DATA ENTRIES:
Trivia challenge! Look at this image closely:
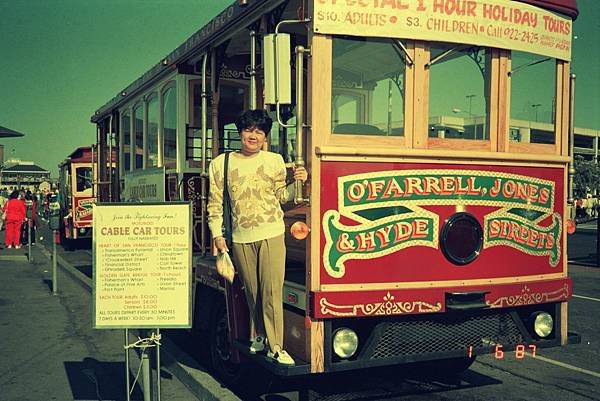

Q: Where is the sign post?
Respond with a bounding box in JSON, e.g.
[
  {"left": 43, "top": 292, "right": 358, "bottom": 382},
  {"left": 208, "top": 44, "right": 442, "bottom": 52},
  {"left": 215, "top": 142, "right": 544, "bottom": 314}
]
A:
[
  {"left": 48, "top": 207, "right": 60, "bottom": 295},
  {"left": 93, "top": 202, "right": 192, "bottom": 401}
]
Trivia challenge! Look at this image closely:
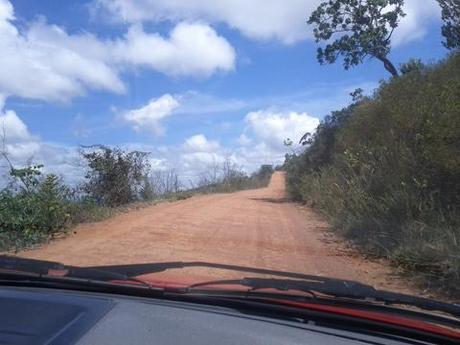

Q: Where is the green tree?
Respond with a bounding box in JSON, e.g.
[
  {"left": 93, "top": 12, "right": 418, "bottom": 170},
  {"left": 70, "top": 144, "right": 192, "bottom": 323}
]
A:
[
  {"left": 308, "top": 0, "right": 405, "bottom": 76},
  {"left": 438, "top": 0, "right": 460, "bottom": 49},
  {"left": 81, "top": 146, "right": 150, "bottom": 206}
]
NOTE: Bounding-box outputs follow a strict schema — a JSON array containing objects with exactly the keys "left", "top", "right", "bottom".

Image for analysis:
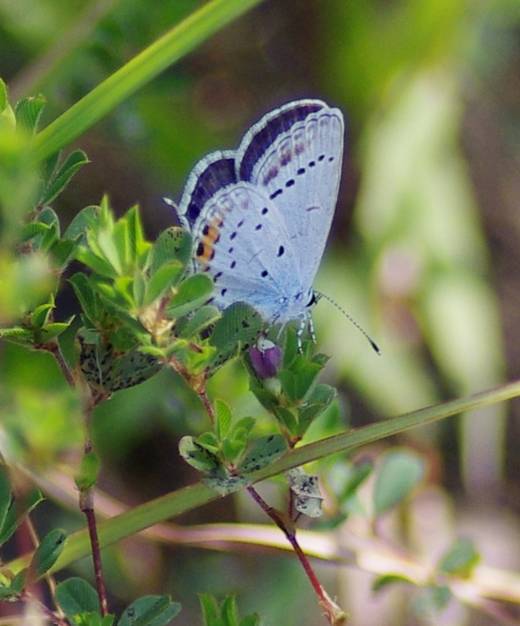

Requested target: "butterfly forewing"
[
  {"left": 193, "top": 182, "right": 303, "bottom": 320},
  {"left": 179, "top": 100, "right": 343, "bottom": 322},
  {"left": 237, "top": 100, "right": 344, "bottom": 288}
]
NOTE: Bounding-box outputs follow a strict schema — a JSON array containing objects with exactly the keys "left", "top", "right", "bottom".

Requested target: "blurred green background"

WHAT TO PRODUCE:
Reproduce all of the lines above, requests included, offsetting every bounding-box coordinate in the answers by -3 and leaving the numbers in the requests and their sample formats unchanged. Omit the pictures from your answer.

TASK RESULT:
Trivia challenge! Look at this image closely:

Q: Where is the sign post?
Respond with a bounding box in JSON, e.g.
[
  {"left": 43, "top": 292, "right": 358, "bottom": 382},
  {"left": 208, "top": 44, "right": 442, "bottom": 52},
  {"left": 215, "top": 142, "right": 544, "bottom": 314}
]
A:
[
  {"left": 45, "top": 204, "right": 57, "bottom": 292},
  {"left": 90, "top": 199, "right": 189, "bottom": 398}
]
Trivia challenge! Look at this image closely:

Q: Where is the green tree?
Respond with a bounding box in JSON, e.g.
[
  {"left": 93, "top": 12, "right": 418, "bottom": 170},
  {"left": 70, "top": 144, "right": 192, "bottom": 323}
]
A:
[
  {"left": 305, "top": -3, "right": 402, "bottom": 73},
  {"left": 435, "top": -3, "right": 457, "bottom": 46},
  {"left": 78, "top": 143, "right": 147, "bottom": 203}
]
NOTE: Bounding-box outputs follow a strict schema — a JSON array containing objects with exactly the keys "left", "top", "right", "bottom".

Image for analysis:

Requested target: "butterfly forewing"
[
  {"left": 190, "top": 179, "right": 300, "bottom": 317},
  {"left": 176, "top": 97, "right": 340, "bottom": 319},
  {"left": 234, "top": 97, "right": 341, "bottom": 285}
]
NOTE: Bounding-box outputs follow a strict schema — a JSON array containing objects with exactly the keys "left", "top", "right", "bottom".

Requested target: "blurred green background"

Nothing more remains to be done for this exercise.